Internationally, we see Israel and Palestine continuing the wars that have gone on for centuries – and now they’re bombing schools where innocent children and women are seeking refuge?!  We watched the Malaysian plane go down in the Ukraine, apparently hit by a missile?!  What kind of heartless people do such a thing?!  When I see these stories on the news, my heart starts racing and eyes start tingling…  I think of those mamas – living in war torn places, never knowing when their world will be shattered by the loss of their husband or kids…  And I wonder, how is it that I’m lucky enough to be sitting here, on my patio, on a peaceful summer day in the middle of Minnesota… with my biggest worry of the day being the question of “what is killing my garden?”  It’s not fair.

Nationally, on the news this week, I’ve seen tornados and wildfires take homes and lives.  I saw a random lightening storm take the life of a young man while he was surfing in Southern California.  I saw a small plane make an emergency landing on a beach in Florida and kill a dad who was walking the beach with his daughter (and who earlier that day sent a note to his wife, excited to live their next 100 years together)…  So much sadness.  So many lives that started out with ordinary days, waking up with loved ones one minute – and gone the next.  It’s too much.

And last night, in the area of the Twin Cities where I worked for 10 years, a cop was killed during a “routine traffic stop.”  He was in his forties, had served that town for 19 years, had a wife and two teenagers…  As I watched the news unfold and the manhunt commence for the killer, the tears flowed.  What does it take for someone to lose it to the point of killing another human?  I just don’t get it.

- SHORT EXERCISE A:
Pull out every line of the records that contains the string "surface".
The blog post and the records have no connection to each other.

- RECORDS FOR PROCESSING:
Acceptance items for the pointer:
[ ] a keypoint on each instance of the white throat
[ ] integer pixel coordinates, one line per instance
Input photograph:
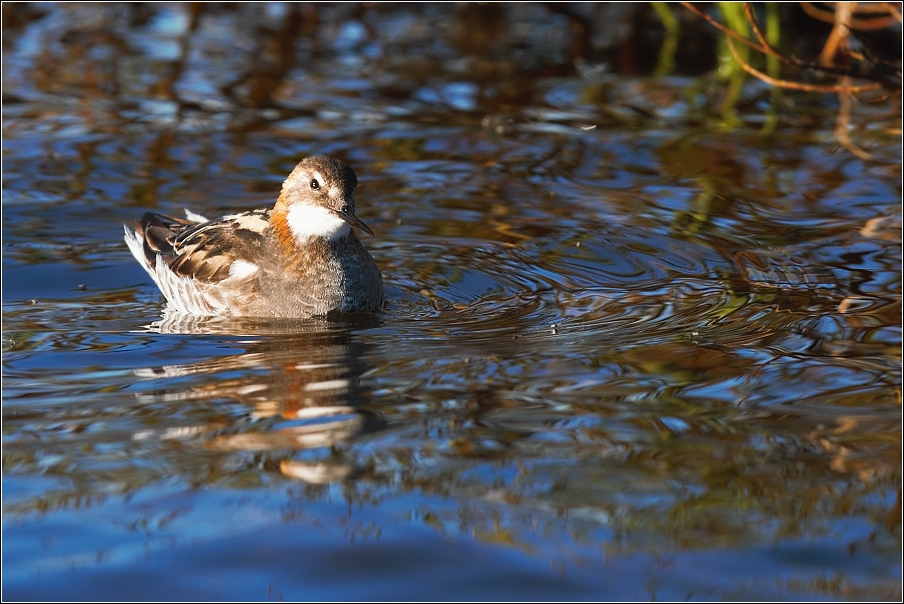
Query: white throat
(306, 221)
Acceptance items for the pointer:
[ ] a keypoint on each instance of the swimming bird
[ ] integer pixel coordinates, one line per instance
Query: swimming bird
(297, 260)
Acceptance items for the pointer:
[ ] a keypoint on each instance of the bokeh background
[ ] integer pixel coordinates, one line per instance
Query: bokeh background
(644, 328)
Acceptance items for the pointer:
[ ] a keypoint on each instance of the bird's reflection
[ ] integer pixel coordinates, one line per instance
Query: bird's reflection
(300, 380)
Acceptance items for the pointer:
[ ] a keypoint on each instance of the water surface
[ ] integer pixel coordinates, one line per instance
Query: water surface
(629, 353)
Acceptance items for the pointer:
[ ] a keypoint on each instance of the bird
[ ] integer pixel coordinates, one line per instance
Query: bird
(299, 259)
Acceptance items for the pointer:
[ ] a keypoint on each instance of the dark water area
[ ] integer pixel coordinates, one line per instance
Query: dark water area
(630, 352)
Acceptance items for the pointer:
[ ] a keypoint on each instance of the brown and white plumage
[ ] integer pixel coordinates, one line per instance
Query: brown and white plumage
(297, 260)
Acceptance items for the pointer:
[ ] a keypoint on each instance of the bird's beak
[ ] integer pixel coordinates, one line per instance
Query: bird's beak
(346, 215)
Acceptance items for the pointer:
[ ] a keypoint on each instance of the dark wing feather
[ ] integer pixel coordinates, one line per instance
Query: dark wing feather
(203, 251)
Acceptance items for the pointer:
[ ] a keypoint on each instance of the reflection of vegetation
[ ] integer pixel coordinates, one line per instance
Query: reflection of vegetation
(837, 59)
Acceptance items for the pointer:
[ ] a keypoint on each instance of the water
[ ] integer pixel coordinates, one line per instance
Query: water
(628, 353)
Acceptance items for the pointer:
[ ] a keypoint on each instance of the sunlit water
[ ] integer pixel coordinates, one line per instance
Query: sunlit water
(623, 357)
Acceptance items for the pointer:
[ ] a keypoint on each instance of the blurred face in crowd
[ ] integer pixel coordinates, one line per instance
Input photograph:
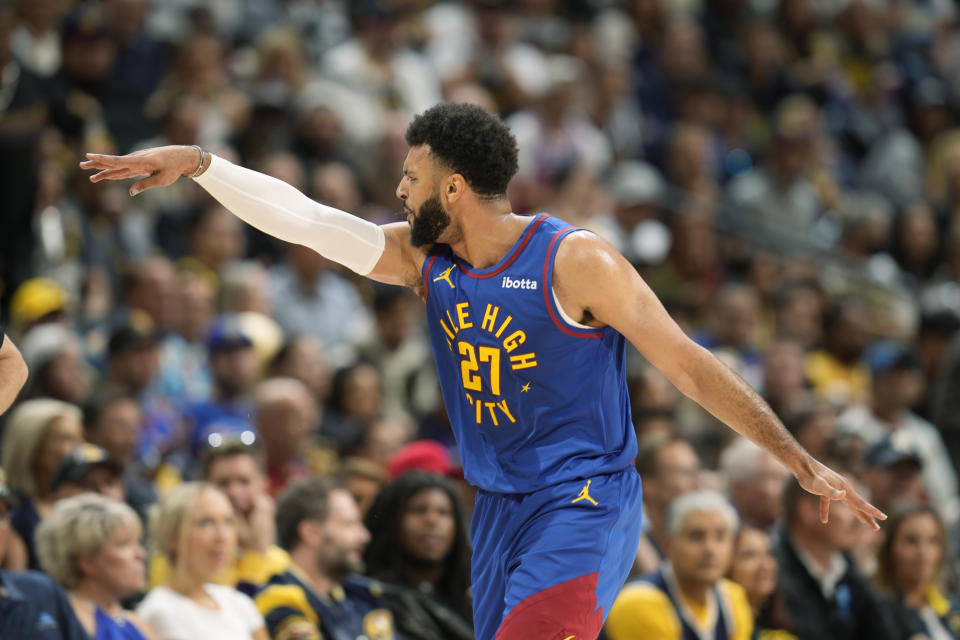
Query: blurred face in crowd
(362, 393)
(134, 367)
(917, 551)
(896, 484)
(240, 479)
(287, 422)
(234, 370)
(700, 551)
(758, 499)
(208, 539)
(63, 435)
(428, 527)
(678, 470)
(343, 537)
(117, 429)
(798, 317)
(217, 238)
(67, 376)
(119, 565)
(197, 305)
(754, 565)
(100, 479)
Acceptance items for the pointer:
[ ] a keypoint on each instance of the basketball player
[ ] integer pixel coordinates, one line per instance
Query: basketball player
(528, 317)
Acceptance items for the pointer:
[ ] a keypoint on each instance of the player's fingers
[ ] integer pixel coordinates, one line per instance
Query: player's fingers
(114, 174)
(155, 180)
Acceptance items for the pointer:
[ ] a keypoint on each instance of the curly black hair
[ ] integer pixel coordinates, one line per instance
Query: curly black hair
(471, 141)
(384, 559)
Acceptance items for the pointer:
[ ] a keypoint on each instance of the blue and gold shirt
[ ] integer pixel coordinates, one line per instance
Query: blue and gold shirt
(535, 398)
(295, 611)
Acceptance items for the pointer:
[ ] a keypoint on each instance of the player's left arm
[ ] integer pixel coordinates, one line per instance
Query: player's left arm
(594, 282)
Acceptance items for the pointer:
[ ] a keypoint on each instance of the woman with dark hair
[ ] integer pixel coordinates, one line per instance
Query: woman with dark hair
(754, 567)
(427, 580)
(909, 566)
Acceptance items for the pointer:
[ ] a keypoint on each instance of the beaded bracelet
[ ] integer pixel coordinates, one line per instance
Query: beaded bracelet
(200, 168)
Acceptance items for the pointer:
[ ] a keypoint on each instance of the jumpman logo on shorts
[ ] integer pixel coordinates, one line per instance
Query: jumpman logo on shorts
(585, 494)
(445, 275)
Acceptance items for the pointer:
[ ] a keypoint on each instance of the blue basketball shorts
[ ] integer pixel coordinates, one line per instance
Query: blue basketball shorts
(548, 565)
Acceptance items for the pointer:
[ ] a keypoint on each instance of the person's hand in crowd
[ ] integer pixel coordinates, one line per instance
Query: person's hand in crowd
(161, 166)
(823, 481)
(13, 372)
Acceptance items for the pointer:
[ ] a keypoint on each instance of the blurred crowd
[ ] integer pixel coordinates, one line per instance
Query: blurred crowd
(238, 438)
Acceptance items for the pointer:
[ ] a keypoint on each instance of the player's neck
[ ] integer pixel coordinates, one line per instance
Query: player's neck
(488, 234)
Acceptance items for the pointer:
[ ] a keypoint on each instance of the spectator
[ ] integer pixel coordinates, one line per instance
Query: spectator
(57, 366)
(234, 366)
(113, 421)
(38, 436)
(13, 371)
(194, 528)
(286, 419)
(420, 550)
(911, 561)
(893, 473)
(34, 606)
(755, 483)
(826, 596)
(363, 479)
(309, 297)
(669, 467)
(321, 595)
(688, 596)
(836, 371)
(90, 545)
(13, 553)
(754, 568)
(894, 368)
(237, 470)
(89, 469)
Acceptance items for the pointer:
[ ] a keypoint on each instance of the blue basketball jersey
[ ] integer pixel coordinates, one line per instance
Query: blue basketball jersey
(534, 400)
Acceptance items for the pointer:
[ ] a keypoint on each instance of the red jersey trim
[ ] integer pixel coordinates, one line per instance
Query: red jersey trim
(548, 294)
(527, 235)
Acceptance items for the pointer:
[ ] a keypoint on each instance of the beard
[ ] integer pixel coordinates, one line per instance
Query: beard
(428, 223)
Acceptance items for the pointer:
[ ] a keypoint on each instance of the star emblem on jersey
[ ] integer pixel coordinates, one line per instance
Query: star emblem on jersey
(445, 276)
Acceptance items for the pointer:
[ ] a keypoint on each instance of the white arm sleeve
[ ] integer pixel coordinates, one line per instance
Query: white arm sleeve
(278, 209)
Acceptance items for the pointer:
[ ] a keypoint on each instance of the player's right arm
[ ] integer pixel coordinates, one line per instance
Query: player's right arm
(13, 372)
(276, 208)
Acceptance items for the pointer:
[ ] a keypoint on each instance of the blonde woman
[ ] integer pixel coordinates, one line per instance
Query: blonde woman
(194, 528)
(90, 544)
(39, 435)
(910, 562)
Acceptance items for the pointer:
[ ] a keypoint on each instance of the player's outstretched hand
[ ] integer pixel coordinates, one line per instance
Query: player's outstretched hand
(823, 481)
(161, 166)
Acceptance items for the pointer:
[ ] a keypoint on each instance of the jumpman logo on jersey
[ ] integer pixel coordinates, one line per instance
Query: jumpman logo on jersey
(585, 495)
(445, 276)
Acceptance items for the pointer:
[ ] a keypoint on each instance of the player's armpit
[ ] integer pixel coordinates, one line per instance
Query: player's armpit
(593, 280)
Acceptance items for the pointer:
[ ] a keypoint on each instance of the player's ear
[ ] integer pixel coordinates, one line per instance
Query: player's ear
(455, 188)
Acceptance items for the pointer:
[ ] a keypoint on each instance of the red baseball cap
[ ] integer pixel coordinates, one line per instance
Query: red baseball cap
(423, 455)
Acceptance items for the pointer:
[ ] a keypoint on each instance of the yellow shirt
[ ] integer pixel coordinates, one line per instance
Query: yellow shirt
(644, 612)
(835, 381)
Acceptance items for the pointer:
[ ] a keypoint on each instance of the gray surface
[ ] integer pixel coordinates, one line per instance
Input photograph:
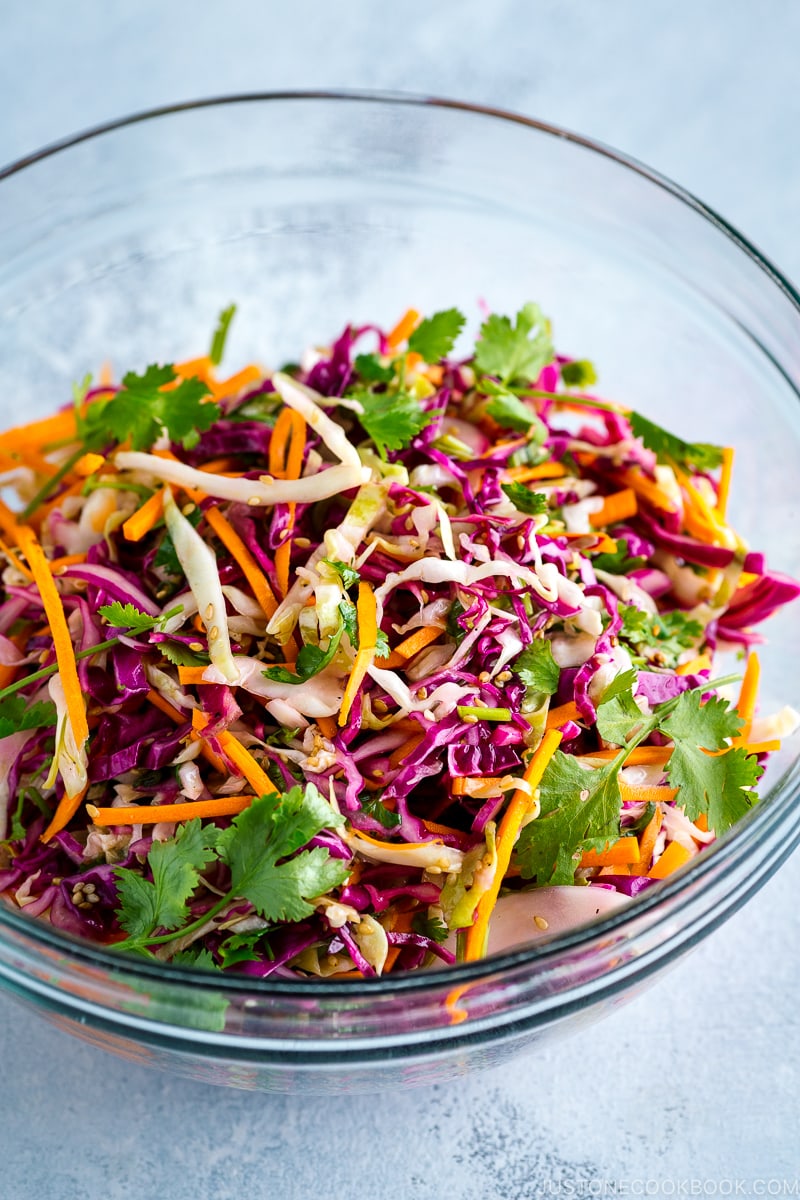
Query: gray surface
(695, 1084)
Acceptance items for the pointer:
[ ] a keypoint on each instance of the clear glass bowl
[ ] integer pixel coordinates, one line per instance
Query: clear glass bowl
(311, 210)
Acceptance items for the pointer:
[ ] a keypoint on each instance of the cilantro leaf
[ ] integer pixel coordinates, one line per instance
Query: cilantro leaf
(221, 334)
(579, 810)
(372, 370)
(515, 352)
(128, 617)
(435, 336)
(537, 669)
(667, 634)
(618, 714)
(578, 373)
(669, 448)
(269, 831)
(311, 660)
(618, 562)
(512, 413)
(140, 411)
(717, 785)
(392, 421)
(18, 714)
(175, 867)
(348, 575)
(525, 499)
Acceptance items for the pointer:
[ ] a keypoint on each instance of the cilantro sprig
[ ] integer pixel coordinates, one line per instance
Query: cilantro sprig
(579, 808)
(263, 851)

- SHORT EXERCISE B:
Output everything in the blog post from "And last night, in" down to "don’t get it.", word for word.

- RIGHT ANSWER A:
[ ] a keypoint on each instance of the water surface
Query: water surface
[ ] a keypoint on each instance of the gray surface
Query: gray surface

- RIGHT ANSWER B:
And last night, in the area of the Twin Cities where I worked for 10 years, a cop was killed during a “routine traffic stop.”  He was in his forties, had served that town for 19 years, had a wife and two teenagers…  As I watched the news unfold and the manhunt commence for the killer, the tears flowed.  What does it take for someone to lose it to the point of killing another human?  I just don’t get it.